▶ [PAGE EXCERPT]:
(begin)
For the 17-year-old, the results would determine whether he would continue his studies.

Dilmin lives with his parents and older sister in Karangoda, a village in Ratnapura district. His house is set in the middle of small tea and rubber plantations and surrounded by hills. There, he tried to get online using his smartphone.

“There was no signal inside the house and I really wanted to know if I passed,” he says.

So he did what he usually has to do to get online. He clambered up the rocky hill behind his house until he was at a point where he could get a strong-enough 3G wireless signal, he says.

There, at that high point, he discovered that he’d passed his exams.

Sri Lanka leads South Asia in connecting people to the internet and improving its features but the government hasn’t been able to connect the entire island online.

I want to learn more about music so that I can be a very good music teacher. If I have internet at home, I can go through different forms of music than what is taught at school.
(end)
▶ [EXERCISE]:
In the excerpt about Dilmin:
1. In which village and district does Dilmin live?
2. What did Dilmin climb to get a strong-enough 3G signal?
3. Which region does Sri Lanka lead in connecting people to the internet?
Answer using only the text above.

▶ [DATA LINES]:
(begin)
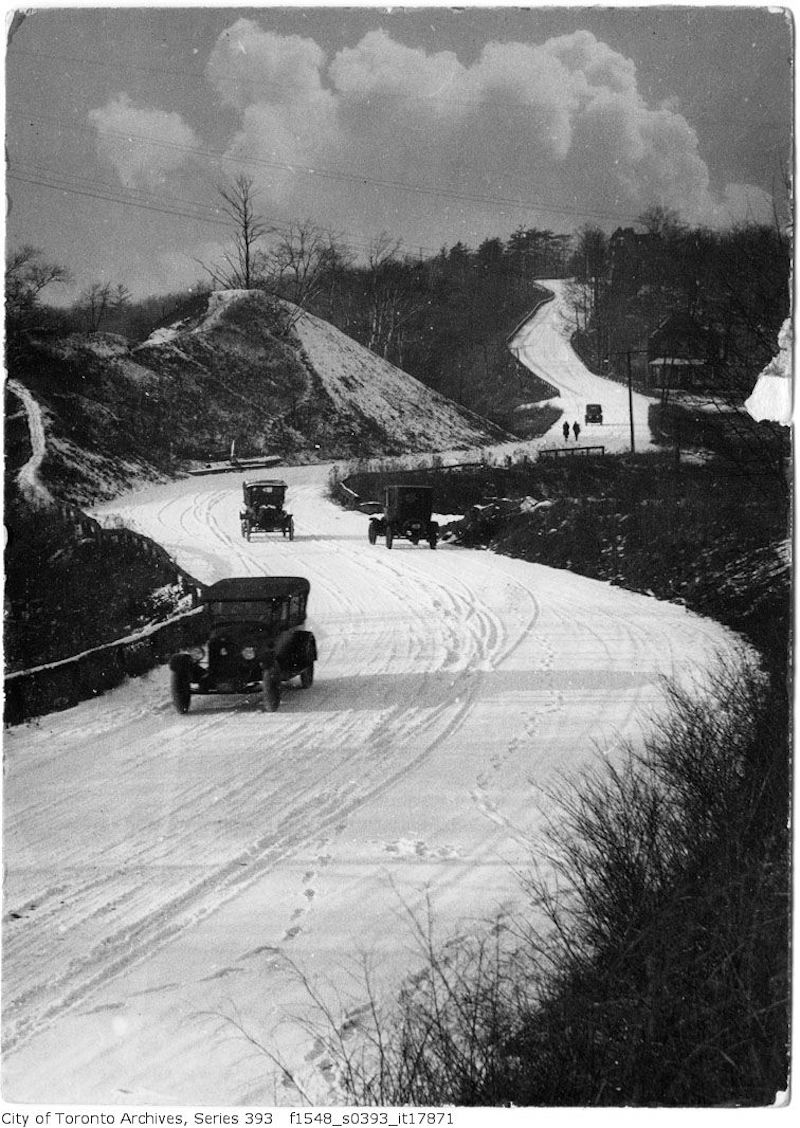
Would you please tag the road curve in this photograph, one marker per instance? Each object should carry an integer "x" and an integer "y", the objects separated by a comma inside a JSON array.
[{"x": 166, "y": 874}]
(end)
▶ [EXPECTED ANSWER]:
1. Karangoda, in Ratnapura district.
2. The rocky hill behind his house.
3. South Asia.